A faithful, word-for-word copy of the records is required, and it must contain no pictures.

::: EXERCISE MATERIALS

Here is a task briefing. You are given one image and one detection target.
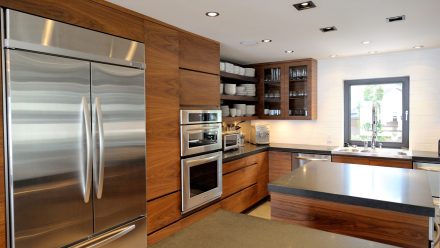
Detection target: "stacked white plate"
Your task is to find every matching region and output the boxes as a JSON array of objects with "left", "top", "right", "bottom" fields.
[
  {"left": 224, "top": 84, "right": 236, "bottom": 95},
  {"left": 244, "top": 68, "right": 256, "bottom": 77},
  {"left": 240, "top": 84, "right": 256, "bottom": 96},
  {"left": 236, "top": 86, "right": 246, "bottom": 96},
  {"left": 221, "top": 105, "right": 229, "bottom": 117},
  {"left": 220, "top": 83, "right": 224, "bottom": 94},
  {"left": 225, "top": 63, "right": 234, "bottom": 73},
  {"left": 246, "top": 105, "right": 256, "bottom": 116},
  {"left": 233, "top": 104, "right": 246, "bottom": 117}
]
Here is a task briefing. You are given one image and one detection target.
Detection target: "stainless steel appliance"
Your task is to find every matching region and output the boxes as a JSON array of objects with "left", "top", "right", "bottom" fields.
[
  {"left": 2, "top": 10, "right": 146, "bottom": 248},
  {"left": 223, "top": 132, "right": 240, "bottom": 151},
  {"left": 250, "top": 124, "right": 270, "bottom": 145},
  {"left": 180, "top": 110, "right": 222, "bottom": 157},
  {"left": 180, "top": 110, "right": 222, "bottom": 214},
  {"left": 292, "top": 153, "right": 331, "bottom": 170}
]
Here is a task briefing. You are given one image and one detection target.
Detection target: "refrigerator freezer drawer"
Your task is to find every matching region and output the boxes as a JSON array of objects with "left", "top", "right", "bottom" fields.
[{"left": 70, "top": 217, "right": 146, "bottom": 248}]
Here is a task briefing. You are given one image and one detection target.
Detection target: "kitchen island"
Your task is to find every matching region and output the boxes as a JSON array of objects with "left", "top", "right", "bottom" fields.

::::::

*ANSWER AREA*:
Here is a task briefing. You are given one image and one detection target.
Detection target: "stacked white plate"
Your task is to find every matching region and output the boxes as a JSON array of objects with "left", "top", "right", "bottom" fields.
[
  {"left": 224, "top": 84, "right": 236, "bottom": 95},
  {"left": 244, "top": 68, "right": 256, "bottom": 77},
  {"left": 240, "top": 84, "right": 256, "bottom": 96},
  {"left": 236, "top": 86, "right": 246, "bottom": 96},
  {"left": 221, "top": 105, "right": 229, "bottom": 117},
  {"left": 220, "top": 83, "right": 224, "bottom": 94},
  {"left": 225, "top": 63, "right": 234, "bottom": 73},
  {"left": 246, "top": 105, "right": 256, "bottom": 116},
  {"left": 233, "top": 104, "right": 246, "bottom": 117}
]
Here is a task briefing. You are given one image and one detection target.
Detection target: "stainless steel appliance"
Your task is to find every matching region and output the boxes as a JSON array of objects with "left", "top", "right", "bottom" fields.
[
  {"left": 2, "top": 10, "right": 146, "bottom": 248},
  {"left": 223, "top": 132, "right": 240, "bottom": 151},
  {"left": 250, "top": 124, "right": 270, "bottom": 145},
  {"left": 180, "top": 110, "right": 222, "bottom": 157},
  {"left": 180, "top": 110, "right": 222, "bottom": 214},
  {"left": 292, "top": 153, "right": 331, "bottom": 170}
]
Here is a task briefing. You are given one image and one detection target.
Detection target: "refrigerator freezer drawer"
Your task is to find every matching region and output the boxes as a JSON array of objects with "left", "top", "right", "bottom" fields.
[{"left": 70, "top": 217, "right": 146, "bottom": 248}]
Here is a task briefing. You are given one image and one detection target.
Detection target: "kitchen island"
Your task is to find every matching region and output the boxes as a JSON array of objects with "left", "top", "right", "bottom" fields.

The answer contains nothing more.